#### [GIVEN INSTRUCTION]
Copy out every line below word for word, from the first line of the records down through the line containing "x=1172 y=804", including both of those lines.

--- EXTRACTED ENTRIES ---

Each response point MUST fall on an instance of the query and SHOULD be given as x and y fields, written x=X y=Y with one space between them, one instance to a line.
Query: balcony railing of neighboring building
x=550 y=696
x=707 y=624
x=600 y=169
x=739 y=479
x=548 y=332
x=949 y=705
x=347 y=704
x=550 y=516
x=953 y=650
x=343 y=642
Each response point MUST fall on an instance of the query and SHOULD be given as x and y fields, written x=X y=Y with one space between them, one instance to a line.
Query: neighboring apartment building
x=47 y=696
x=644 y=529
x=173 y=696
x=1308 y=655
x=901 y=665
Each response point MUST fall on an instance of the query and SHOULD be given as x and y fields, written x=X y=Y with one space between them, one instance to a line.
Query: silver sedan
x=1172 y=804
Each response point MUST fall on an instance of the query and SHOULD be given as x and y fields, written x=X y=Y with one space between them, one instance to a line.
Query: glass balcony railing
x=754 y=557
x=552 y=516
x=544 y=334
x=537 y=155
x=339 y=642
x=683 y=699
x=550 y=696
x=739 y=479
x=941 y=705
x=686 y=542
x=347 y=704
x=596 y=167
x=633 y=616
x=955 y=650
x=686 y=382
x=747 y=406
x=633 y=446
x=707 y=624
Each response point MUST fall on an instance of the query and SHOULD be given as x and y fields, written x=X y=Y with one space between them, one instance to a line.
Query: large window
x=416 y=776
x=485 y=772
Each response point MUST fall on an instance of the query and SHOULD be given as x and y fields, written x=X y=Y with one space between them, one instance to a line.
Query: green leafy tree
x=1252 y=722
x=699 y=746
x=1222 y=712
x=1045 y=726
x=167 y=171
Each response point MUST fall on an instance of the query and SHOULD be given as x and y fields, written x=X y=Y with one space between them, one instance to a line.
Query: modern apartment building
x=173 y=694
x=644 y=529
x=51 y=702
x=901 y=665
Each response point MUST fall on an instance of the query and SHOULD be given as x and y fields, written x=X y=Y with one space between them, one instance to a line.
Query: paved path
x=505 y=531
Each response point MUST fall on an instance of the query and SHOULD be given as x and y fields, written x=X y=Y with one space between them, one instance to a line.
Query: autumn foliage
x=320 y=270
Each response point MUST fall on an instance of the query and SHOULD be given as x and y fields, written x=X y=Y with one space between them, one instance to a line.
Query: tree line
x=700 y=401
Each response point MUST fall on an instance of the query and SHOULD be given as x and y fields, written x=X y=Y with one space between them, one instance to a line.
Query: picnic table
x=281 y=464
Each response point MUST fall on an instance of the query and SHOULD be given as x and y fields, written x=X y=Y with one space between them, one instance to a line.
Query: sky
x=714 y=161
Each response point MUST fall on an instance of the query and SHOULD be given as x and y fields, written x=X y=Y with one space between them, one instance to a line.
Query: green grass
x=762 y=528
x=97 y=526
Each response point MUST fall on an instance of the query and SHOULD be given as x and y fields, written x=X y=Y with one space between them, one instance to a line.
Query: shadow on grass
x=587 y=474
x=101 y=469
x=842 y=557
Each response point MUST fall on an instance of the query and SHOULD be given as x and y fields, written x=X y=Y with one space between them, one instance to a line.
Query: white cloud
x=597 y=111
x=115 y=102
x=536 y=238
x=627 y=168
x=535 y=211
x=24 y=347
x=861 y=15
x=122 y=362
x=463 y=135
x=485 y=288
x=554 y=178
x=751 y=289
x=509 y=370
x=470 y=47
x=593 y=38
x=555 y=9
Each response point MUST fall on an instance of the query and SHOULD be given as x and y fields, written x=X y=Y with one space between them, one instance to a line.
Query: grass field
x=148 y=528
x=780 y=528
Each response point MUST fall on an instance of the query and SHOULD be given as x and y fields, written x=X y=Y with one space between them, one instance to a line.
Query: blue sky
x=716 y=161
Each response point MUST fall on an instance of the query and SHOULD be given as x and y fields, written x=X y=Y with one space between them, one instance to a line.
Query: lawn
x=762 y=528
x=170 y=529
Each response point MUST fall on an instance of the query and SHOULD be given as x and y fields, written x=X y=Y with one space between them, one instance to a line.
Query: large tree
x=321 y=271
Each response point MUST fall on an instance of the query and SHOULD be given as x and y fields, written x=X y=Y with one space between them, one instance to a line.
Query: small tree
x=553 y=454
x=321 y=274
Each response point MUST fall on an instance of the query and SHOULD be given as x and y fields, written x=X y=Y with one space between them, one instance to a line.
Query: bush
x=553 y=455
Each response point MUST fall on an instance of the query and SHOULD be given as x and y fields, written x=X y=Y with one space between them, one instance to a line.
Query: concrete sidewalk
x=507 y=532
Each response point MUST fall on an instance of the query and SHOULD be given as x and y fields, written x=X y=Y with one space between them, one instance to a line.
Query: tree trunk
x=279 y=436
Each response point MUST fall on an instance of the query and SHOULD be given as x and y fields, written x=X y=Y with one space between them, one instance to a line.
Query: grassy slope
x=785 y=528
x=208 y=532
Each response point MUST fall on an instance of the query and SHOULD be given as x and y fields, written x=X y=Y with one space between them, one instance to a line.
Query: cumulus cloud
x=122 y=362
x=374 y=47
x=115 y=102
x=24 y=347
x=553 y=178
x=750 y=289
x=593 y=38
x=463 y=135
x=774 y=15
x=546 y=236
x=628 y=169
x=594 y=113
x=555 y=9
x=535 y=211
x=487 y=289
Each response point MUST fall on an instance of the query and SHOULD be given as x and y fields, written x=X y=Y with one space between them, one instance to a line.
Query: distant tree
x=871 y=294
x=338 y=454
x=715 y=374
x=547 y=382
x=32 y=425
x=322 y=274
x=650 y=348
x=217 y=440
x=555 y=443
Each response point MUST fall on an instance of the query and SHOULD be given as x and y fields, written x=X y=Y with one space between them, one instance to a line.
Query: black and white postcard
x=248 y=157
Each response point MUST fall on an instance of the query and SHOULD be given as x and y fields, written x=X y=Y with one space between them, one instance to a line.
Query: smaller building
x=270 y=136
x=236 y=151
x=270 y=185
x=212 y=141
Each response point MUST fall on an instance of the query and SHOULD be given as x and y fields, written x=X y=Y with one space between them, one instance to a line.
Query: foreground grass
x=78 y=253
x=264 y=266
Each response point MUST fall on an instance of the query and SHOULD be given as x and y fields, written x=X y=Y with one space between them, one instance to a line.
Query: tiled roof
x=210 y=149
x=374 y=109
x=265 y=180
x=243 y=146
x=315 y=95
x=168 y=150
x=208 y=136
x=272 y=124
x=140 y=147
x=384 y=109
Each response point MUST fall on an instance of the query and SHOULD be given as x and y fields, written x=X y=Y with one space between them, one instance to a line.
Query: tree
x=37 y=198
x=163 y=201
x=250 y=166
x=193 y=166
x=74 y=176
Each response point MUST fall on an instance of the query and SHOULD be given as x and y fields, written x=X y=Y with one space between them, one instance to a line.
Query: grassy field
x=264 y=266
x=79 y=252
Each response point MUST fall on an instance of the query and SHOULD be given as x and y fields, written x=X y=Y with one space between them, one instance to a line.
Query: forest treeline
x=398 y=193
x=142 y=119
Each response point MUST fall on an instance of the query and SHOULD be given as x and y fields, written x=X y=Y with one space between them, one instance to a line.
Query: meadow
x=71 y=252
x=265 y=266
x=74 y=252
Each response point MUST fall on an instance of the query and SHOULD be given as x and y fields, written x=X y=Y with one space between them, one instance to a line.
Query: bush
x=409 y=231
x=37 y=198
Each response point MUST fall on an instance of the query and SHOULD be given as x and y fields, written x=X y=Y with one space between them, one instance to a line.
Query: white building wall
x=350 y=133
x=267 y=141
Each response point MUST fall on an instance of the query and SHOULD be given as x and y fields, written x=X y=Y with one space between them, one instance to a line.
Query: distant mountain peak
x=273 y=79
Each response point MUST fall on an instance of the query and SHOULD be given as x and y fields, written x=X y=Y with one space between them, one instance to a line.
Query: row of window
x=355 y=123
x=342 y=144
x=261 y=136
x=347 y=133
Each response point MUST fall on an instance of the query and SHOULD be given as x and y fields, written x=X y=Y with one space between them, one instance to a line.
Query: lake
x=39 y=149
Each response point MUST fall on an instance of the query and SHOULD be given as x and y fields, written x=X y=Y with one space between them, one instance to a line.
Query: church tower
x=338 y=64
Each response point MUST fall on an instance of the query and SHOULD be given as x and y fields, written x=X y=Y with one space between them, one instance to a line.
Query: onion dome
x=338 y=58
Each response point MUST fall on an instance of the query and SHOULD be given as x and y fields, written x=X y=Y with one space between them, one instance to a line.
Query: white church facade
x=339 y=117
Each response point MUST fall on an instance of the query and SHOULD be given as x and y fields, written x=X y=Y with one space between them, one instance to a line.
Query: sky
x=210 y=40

---

#### [SOLUTION]
Each response point MUST fall on an instance of the query and SHOULD be given as x and y fields, written x=X y=Y with one space between them, one instance to a line.
Query: balcony railing of neighboring building
x=550 y=696
x=707 y=624
x=600 y=169
x=739 y=479
x=548 y=332
x=949 y=705
x=347 y=704
x=550 y=516
x=953 y=650
x=343 y=642
Each response point MUST fall on an instance of the query and SHOULD be given as x and y fields, written x=X y=Y with one space between them, one instance to a line.
Query: neighboring apartment building
x=47 y=696
x=644 y=529
x=173 y=696
x=1308 y=655
x=901 y=665
Each response point MUST fall on an instance of the query and SHOULD be given as x and y fields, written x=X y=Y with one space between them, one instance to a line.
Query: silver sedan
x=1172 y=804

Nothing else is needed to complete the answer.